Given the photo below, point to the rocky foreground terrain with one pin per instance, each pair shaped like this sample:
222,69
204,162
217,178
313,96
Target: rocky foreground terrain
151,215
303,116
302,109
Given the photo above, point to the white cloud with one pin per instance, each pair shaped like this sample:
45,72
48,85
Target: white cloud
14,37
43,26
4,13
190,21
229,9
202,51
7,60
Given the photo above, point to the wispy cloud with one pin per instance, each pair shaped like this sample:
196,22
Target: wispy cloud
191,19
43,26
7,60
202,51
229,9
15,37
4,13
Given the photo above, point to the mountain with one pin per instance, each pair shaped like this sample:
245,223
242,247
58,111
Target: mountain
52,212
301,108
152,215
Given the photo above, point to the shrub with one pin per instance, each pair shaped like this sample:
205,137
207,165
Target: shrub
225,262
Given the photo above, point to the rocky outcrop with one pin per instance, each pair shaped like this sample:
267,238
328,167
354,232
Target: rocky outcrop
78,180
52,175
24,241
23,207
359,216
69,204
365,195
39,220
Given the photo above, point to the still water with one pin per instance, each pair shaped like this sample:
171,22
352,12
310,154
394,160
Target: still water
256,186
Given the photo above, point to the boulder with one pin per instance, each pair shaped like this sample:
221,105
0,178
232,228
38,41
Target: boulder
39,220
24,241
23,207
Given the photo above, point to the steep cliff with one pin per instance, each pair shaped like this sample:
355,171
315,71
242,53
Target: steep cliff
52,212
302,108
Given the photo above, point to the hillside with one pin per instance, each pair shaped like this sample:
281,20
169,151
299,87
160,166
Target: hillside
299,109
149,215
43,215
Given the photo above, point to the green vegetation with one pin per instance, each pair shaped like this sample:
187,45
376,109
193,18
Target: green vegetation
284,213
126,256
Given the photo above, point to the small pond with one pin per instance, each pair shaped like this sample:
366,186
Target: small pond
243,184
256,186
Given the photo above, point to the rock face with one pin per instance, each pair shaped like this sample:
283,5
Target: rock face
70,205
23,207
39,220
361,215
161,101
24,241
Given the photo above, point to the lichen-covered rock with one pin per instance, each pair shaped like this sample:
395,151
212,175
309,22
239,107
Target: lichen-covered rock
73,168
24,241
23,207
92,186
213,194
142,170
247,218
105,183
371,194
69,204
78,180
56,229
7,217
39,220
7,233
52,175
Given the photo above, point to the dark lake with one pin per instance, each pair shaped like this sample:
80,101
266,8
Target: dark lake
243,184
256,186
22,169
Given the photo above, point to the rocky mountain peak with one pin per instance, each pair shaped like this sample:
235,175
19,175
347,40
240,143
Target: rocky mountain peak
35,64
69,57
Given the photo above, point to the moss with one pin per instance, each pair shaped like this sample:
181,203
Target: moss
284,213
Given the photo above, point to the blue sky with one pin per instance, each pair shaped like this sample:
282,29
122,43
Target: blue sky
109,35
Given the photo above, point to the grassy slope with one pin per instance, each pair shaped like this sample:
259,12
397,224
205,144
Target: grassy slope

◇ ◇ ◇ ◇ ◇ ◇ ◇

Everything from the line containing "Given the photo above, point to the steep" through the final line of the listing, inclusive, must be reproduced exactly; leave out the rest.

▸ FINISHED TASK
Given the photo above, point to the steep cliff with one pin per instance, each pair shaped like this sample:
355,171
315,71
242,53
Target: steep cliff
52,212
302,108
Given the photo above, point to the hillside with one pin per instance, each pair shaped like this sample:
281,20
169,151
299,87
160,166
Target: hillside
299,109
149,215
43,215
Given the photo above, point to the green vegetation with one pin per instance, each pair shaped like this sample:
187,45
376,109
193,18
Target: green vegetation
284,213
126,256
Given the photo above, point to the small pond with one pin per instance, each pair shaped like this sample:
366,186
Target: small pond
243,184
256,186
Given the photo above, point to the rock face with one pin per instance, each pair shaped like this sample:
283,5
Target: rock face
70,205
23,207
39,220
361,215
161,101
24,241
Given the photo above, point to the lichen-covered rock with one pin per instance, each pair shaped like this sample:
395,151
212,175
309,22
239,107
Target: lichen-covered rock
73,168
24,241
23,207
92,186
213,194
142,170
247,218
105,183
371,194
69,204
78,180
56,229
7,217
39,220
7,233
52,175
Given the photo above, point to the dark lake with one pin per instance, each pair shaped like this sample:
80,101
266,8
Target: dark lake
243,184
256,186
22,169
Given the photo above, point to the rocky mountain peak with one pin per instance, each pair shaped like this sample:
235,175
19,175
347,40
240,143
Target: rocky mountain peak
35,64
69,57
Given the photo above, point to the moss with one pin per instance, each pair shaped like this sample:
181,203
Target: moss
284,213
Given the photo above, point to the blue sky with one pin per instance, each pair shaped like this sample:
282,29
122,43
Target: blue sky
109,35
Given the photo above, point to the grassy slope with one pin per instance, each pair shaped like this sample:
259,12
397,224
205,144
Target: grassy slope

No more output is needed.